-- start of Text --

You can just pull mine off with your fingers, don't need that stupid little tweezer tool that comes with the jack. I honestly don't know what's holding them on there. I bought an extra that I keep in the center console in case I see anymore missing. My stealership charged me 6 bucks a pop for mine. They aren't cheap.


----------



## GTO JUDGE (May 14, 2005)

Red Bearded Goat said:


> Eat your own dog, come near my goat looking for a five finger discount and your gonna be peppered by a 12 gauge to yo a$$..... then comes my pit bull to gnaw on the left overs!!!


:agree 

*I scarfed up a set of 20 in the GM still enclosed bag right after I purchased my car.... for 55 bucks plus delivery. Just in case......*


----------



## GTOJon (Jan 25, 2005)

I was able to get them back on. If you line up the grooves on the inside of the covers to the edges of the lugs just right, they go right on and stay on. The tweezer tool takes them off easily. They are all on now and tight. I haven't had a problem with these yet. The guy putting my covers back on obviously didn't know how to and just placed them over the lugs. Thankfully I didn't lose any :willy: 


Speaking of those cheap carpet-holding screws, what ever happened to that person on here who was fabricating metal screws for the carpet?


----------



## PEARL JAM (Sep 6, 2005)

When I bought my 18's they came with all the lugs and covers. So luckilly I have a full extra set.


----------



## Red Bearded Goat (Mar 19, 2007)

GTO judge said:


> *I scarfed up a set of 20 in the GM still enclosed bag right after I purchased my car.... for 55 bucks plus delivery. Just in case......*


Foresight is better than hindsight..... smart thinking! At $6 a pop now, in 30 years they could be a 2nd retirement fund :lol:


----------



## GTO JUDGE (May 14, 2005)

Red Bearded Goat said:


> Foresight is better than hindsight..... smart thinking! At $6 a pop now, in 30 years they could be a 2nd retirement fund :lol:


*Precisely....That's why the SAP ought to net me a nice 2M profit in time. :lol: :lol: Right now I will let it go for 90K, I will throw the car in for free. *


----------



## Red Bearded Goat (Mar 19, 2007)

GTO judge said:


> *Precisely....That's why the SAP ought to net me a nice 2M profit in time. :lol: :lol: Right now I will let it go for 90K, I will throw the car in for free. *


Dam, I went thru the change jar and could only come up with 89k.....

-- end of Text --

— Request A —
From the lug cover thread, write out the part that opens with the words containing "You can just" and closes with "They aren't cheap.".
— Request B —
Answer these questions using the lug cover thread:
(i) How much did the first poster's dealership charge for each cover?
(ii) How many covers were in the set GTO JUDGE bought, and what did he pay for it?
(iii) Where does the first poster keep his extra cover?
— Request C —
Carry on the lug cover thread, picking up right after its final post.

-- start of Record extracts --

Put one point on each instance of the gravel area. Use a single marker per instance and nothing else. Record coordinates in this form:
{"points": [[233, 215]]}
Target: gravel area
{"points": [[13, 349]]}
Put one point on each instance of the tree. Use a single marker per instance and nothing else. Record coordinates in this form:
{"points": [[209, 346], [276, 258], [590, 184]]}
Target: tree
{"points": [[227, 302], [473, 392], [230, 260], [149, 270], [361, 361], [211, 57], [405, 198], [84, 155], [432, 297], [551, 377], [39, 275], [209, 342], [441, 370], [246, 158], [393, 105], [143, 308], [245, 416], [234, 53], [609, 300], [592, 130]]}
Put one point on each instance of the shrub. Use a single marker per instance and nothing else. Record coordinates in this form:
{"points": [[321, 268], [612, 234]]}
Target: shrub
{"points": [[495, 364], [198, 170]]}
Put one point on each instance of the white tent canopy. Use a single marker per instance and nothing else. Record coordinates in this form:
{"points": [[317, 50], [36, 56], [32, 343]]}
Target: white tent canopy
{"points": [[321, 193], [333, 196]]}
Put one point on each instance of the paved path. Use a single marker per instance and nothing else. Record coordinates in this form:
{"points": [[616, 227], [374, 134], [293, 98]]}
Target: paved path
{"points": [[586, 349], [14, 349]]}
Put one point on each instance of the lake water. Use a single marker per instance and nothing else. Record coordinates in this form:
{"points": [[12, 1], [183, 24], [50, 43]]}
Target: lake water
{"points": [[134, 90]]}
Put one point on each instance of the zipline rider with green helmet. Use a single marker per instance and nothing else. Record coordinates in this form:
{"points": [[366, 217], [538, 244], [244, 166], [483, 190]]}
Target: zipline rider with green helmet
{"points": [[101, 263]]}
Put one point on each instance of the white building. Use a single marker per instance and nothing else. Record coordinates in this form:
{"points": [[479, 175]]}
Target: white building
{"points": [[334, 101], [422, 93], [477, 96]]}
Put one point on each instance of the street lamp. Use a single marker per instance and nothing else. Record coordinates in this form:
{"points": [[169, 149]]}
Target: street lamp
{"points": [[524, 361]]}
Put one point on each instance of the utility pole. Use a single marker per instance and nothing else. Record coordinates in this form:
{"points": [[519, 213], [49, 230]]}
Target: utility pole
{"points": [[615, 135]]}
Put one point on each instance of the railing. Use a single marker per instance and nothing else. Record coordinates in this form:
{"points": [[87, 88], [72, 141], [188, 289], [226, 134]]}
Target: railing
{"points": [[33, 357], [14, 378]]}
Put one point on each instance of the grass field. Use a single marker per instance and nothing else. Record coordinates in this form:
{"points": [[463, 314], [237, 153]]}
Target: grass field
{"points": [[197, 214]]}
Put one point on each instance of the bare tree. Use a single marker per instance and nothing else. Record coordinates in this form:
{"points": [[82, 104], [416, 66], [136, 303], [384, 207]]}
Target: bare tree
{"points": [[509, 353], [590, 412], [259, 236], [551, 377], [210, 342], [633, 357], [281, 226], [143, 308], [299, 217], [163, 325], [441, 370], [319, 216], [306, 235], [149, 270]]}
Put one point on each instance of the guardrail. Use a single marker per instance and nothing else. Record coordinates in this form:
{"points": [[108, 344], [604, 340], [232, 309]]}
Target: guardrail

-- end of Record extracts --
-- start of Record extracts --

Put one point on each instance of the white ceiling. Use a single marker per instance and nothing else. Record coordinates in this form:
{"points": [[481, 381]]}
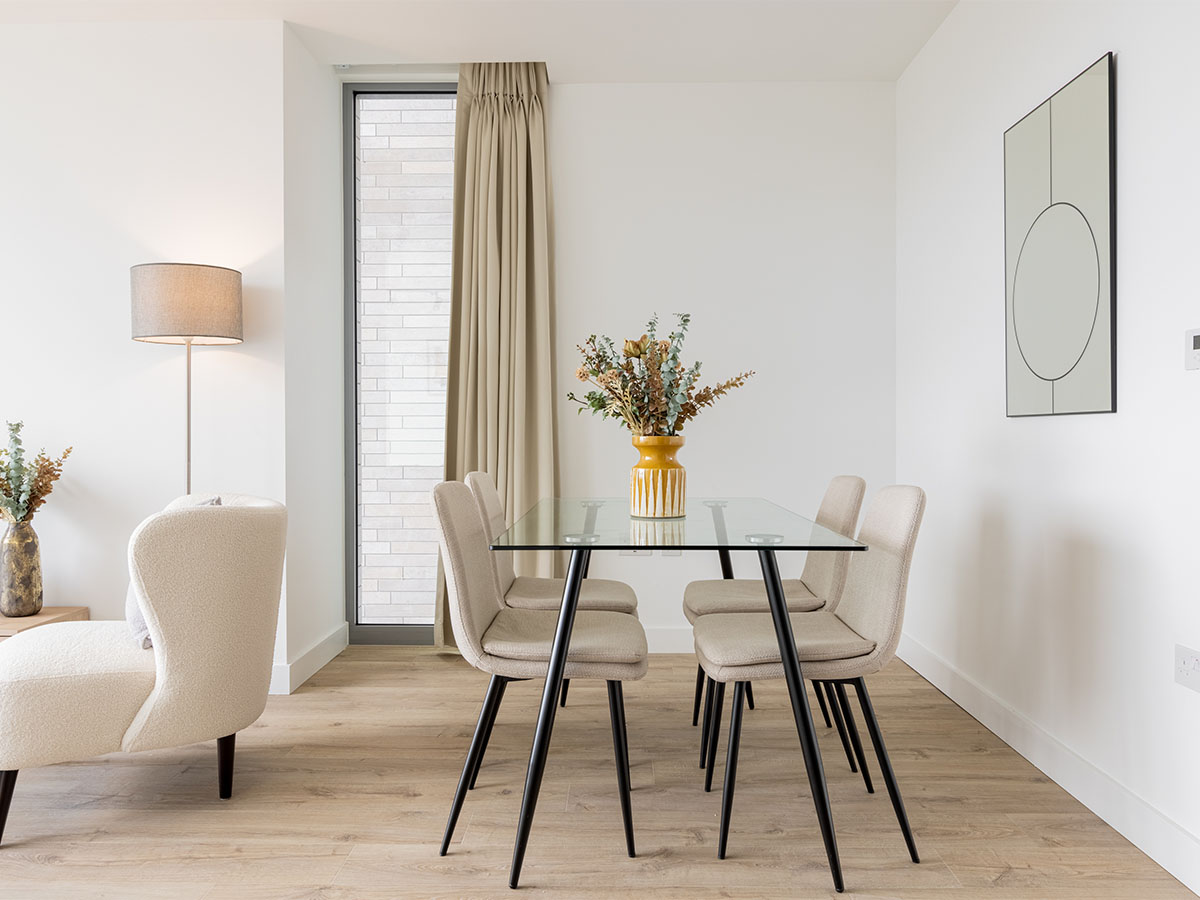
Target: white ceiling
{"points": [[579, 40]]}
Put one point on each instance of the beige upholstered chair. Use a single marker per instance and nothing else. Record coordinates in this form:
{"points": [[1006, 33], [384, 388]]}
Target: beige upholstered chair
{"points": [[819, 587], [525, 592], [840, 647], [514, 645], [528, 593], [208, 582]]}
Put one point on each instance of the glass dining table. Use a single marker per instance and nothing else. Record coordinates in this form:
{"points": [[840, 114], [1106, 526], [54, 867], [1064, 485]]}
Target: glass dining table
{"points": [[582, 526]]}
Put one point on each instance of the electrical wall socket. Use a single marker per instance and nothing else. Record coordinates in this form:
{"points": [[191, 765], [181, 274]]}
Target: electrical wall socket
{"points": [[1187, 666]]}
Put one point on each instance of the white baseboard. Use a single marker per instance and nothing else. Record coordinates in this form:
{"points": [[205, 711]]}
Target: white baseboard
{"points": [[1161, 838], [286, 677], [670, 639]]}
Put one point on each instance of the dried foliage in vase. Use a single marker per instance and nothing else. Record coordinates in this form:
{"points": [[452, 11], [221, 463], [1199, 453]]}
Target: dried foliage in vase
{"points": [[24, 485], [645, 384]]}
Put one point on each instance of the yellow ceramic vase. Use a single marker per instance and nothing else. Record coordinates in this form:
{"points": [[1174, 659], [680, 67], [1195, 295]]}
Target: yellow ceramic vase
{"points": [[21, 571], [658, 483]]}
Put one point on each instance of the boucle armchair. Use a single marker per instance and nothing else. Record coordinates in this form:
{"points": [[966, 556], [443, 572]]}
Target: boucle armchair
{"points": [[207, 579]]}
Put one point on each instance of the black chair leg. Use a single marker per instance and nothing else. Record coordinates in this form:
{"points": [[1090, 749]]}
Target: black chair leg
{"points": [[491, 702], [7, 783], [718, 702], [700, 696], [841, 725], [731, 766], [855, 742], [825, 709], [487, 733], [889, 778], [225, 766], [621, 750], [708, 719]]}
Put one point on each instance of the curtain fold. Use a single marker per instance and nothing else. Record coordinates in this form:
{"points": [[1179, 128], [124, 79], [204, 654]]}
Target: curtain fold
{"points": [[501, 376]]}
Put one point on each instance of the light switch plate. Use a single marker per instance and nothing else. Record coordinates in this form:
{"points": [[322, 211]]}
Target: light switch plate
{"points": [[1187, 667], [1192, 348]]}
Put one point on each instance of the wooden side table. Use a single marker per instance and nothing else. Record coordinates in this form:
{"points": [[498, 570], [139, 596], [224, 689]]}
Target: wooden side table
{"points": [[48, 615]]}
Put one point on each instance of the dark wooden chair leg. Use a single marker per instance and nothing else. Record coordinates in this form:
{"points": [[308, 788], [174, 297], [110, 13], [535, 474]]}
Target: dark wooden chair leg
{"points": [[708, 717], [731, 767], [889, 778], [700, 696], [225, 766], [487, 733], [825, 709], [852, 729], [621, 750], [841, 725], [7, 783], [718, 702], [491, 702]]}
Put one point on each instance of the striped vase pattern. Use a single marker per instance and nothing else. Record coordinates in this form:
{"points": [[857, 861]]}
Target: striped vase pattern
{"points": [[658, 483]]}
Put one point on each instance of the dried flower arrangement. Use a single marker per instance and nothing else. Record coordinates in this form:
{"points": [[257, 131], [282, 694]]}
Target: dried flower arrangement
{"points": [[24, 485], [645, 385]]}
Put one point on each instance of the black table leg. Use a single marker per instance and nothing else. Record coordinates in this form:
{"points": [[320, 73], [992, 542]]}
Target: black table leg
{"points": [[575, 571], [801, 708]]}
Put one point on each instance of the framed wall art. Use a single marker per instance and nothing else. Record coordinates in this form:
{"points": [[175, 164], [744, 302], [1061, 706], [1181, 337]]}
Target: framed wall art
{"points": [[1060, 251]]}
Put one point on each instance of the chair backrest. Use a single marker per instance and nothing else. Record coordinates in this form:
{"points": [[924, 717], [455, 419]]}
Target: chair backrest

-- end of Record extracts --

— Response A —
You can just pull mine off with your fingers, don't need that stupid little tweezer tool that comes with the jack. I honestly don't know what's holding them on there. I bought an extra that I keep in the center console in case I see anymore missing. My stealership charged me 6 bucks a pop for mine. They aren't cheap.

— Response B —
(i) 6 bucks a pop, or $6 each.
(ii) A set of 20, for 55 bucks plus delivery.
(iii) In the center console.

— Response C —
----------



## GTO JUDGE (May 14, 2005)

Red Bearded Goat said:


> Dam, I went thru the change jar and could only come up with 89k.....


*I will have to rethink my asking price...I called Barrett Jackson, and talked to one of their gurus. After sending pics and details, I was told I would be insane to let the car go for anything less than 120K. He told me if they featured it their upcoming fall auction I could get as high as 180K. After the 13% sellers fee that SAP could net me a hefty return. He further told me if I keep the miles on the kit low, say under 40K by the year 2025 the kit could bring in upwards 1.5M. He said the miles on the car didn't matter it was the miles on the SAP kit that matters. :confused 

I asked him about the lug nut covers. He told me they are GOLD. Those little gray plastic covers are a steal at 7 bucks a pop. They could auction them off for 50 a pop easy he says. So, after much thinking, the 20 piece set of lug nut covers I have in the sealed bag, I will let go for a generous $1,000. This would eliminate the buyer from spending an additional 13% buyers fee and 13% sellers fee, a savings of 260 clams. The 90K for the SAP kit will stay until the first day of fall, then I will ask 120K. I think the QSM is actually Sterling Silver.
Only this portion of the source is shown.